*Work order A*: In the study summary, what type of drug is telaglenastat?
*Work order B*: Retype the study summary from "1. Telaglenastat addition" up to and including "of hypertension and diarrhea.", changing nothing.

Telaglenastat addition to cabozantinib did not demonstrate benefit in pre-treated advanced renal cell carcinoma

1. Telaglenastat addition to cabozantinib did not show improvements in clinical benefit.

2. Adverse events of grades 3 or 4 occurred slightly less in the combination arm, with the most common consisting of hypertension and diarrhea.

Evidence Rating Level: 1 (Excellent)

Study Rundown: In preclinical trials, telaglenastat (an oral glutaminase inhibitor) showed synergy with cabozantinib (an inhibitor of multiple tyrosine kinase receptors) in renal cell carcinoma (RCC). This study explored the efficacy and safety of telaglenastat and cabozantinib in patients with advanced RCC who had disease progression on first and second-line therapies, specifically at least one antiangiogenic therapy or nivolumab plus ipilimumab. Patients were randomly assigned to receive cabozantinib and either telaglenastat or placebo. Median progression-free survival (PFS), both investigator-assessed and independent radiology committee-adjudicated (IRC), were not statistically significant between the two arms. Overall response rates (ORR) and median duration of response were marginally higher in the combination arm. Occurrence of treatment-emergent adverse events (TEAEs) were similar between arms. TEAEs of grades 3 or 4 occurred slightly less in the combination arm, with the most common events being hypertension and diarrhea. More patients discontinued treatment due to adverse events from cabozantinib in the placebo group than the combination group. Limitations to this study include a predominantly male population and the absence of biomarkers that could provide knowledge on the effects of each agent on glucose and glutamine metabolism. The strength of this study is that is has limited bias given its design. Also, while telaglenastat did not show benefit with cabozantinib, it did not exacerbate adverse events associated with cabozantinib, potentially making it worthwhile to test telaglenastat with other therapeutic partners. Overall, telaglenastat is not a viable therapeutic partner for cabozantinib.

*Extracted material*:
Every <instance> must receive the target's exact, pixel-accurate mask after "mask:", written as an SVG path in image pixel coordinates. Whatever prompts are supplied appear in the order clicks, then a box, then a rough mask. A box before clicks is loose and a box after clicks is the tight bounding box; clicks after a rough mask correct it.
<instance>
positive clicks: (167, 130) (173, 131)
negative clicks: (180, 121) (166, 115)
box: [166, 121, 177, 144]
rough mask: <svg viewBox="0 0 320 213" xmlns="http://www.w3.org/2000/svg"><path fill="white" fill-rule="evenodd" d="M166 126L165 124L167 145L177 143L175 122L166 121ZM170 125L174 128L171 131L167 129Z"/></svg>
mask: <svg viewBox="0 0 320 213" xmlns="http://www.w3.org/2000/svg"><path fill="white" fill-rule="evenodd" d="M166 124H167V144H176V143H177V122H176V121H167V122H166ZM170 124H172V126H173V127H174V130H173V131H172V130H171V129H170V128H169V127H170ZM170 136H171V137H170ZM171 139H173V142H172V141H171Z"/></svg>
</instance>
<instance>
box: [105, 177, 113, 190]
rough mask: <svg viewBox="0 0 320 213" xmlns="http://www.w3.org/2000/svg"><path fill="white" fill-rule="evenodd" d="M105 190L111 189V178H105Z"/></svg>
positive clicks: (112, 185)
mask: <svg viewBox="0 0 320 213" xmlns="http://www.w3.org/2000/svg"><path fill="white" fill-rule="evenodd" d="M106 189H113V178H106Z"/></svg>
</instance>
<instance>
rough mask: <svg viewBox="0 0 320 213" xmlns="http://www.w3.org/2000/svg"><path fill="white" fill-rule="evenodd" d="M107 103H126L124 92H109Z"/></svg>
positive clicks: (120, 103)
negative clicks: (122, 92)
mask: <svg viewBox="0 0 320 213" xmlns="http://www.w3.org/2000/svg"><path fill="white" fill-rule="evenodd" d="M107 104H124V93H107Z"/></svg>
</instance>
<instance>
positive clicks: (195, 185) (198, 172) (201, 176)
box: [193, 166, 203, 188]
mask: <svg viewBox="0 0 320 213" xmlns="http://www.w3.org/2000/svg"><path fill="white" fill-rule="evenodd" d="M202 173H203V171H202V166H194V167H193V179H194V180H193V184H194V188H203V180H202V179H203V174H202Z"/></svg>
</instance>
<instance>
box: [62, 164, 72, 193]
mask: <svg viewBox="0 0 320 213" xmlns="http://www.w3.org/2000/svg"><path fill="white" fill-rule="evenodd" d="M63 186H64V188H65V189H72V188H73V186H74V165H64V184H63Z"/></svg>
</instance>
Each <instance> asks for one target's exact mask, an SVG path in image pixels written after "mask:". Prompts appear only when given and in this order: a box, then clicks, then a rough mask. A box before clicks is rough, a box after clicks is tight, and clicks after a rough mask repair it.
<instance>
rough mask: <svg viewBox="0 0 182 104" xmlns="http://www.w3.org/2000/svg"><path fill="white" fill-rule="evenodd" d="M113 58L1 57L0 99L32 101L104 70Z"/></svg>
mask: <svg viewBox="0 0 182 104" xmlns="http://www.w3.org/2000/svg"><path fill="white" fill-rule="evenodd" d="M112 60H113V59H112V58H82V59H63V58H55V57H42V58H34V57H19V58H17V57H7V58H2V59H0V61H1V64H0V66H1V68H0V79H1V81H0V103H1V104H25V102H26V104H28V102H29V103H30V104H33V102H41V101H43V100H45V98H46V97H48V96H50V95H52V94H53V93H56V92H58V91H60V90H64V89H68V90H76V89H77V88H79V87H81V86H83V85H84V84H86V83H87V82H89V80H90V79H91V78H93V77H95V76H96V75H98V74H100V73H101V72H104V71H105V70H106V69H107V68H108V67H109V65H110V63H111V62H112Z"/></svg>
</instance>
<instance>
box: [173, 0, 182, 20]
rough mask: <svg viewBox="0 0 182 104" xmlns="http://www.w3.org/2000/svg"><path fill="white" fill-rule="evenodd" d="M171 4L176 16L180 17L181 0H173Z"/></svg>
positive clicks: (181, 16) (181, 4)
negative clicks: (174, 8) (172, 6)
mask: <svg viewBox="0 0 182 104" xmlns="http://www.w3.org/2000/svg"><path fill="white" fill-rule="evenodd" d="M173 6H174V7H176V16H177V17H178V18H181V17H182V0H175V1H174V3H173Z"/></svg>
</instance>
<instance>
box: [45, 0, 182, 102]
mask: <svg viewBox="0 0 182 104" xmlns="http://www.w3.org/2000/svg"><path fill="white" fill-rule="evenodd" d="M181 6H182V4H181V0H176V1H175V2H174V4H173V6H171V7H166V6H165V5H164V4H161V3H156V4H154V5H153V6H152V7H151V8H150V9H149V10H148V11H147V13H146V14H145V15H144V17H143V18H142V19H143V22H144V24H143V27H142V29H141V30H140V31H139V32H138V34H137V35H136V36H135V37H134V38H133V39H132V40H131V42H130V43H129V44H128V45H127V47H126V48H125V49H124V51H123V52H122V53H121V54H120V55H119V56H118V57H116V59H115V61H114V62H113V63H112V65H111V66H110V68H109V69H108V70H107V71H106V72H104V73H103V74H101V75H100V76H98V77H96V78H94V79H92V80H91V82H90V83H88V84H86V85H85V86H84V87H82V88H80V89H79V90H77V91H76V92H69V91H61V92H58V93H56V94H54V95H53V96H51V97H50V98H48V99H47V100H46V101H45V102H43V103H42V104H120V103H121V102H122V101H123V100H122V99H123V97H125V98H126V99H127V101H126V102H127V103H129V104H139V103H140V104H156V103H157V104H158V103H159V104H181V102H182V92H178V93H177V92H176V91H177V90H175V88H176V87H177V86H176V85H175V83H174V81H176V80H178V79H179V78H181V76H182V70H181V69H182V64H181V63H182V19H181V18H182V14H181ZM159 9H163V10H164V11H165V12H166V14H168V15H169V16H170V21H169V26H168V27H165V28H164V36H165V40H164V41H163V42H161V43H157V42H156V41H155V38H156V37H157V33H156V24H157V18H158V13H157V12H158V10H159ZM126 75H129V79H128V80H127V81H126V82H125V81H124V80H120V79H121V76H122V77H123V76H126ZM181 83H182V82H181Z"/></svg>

*Result A*: An oral glutaminase inhibitor.

*Result B*:
1. Telaglenastat addition to cabozantinib did not show improvements in clinical benefit.

2. Adverse events of grades 3 or 4 occurred slightly less in the combination arm, with the most common consisting of hypertension and diarrhea.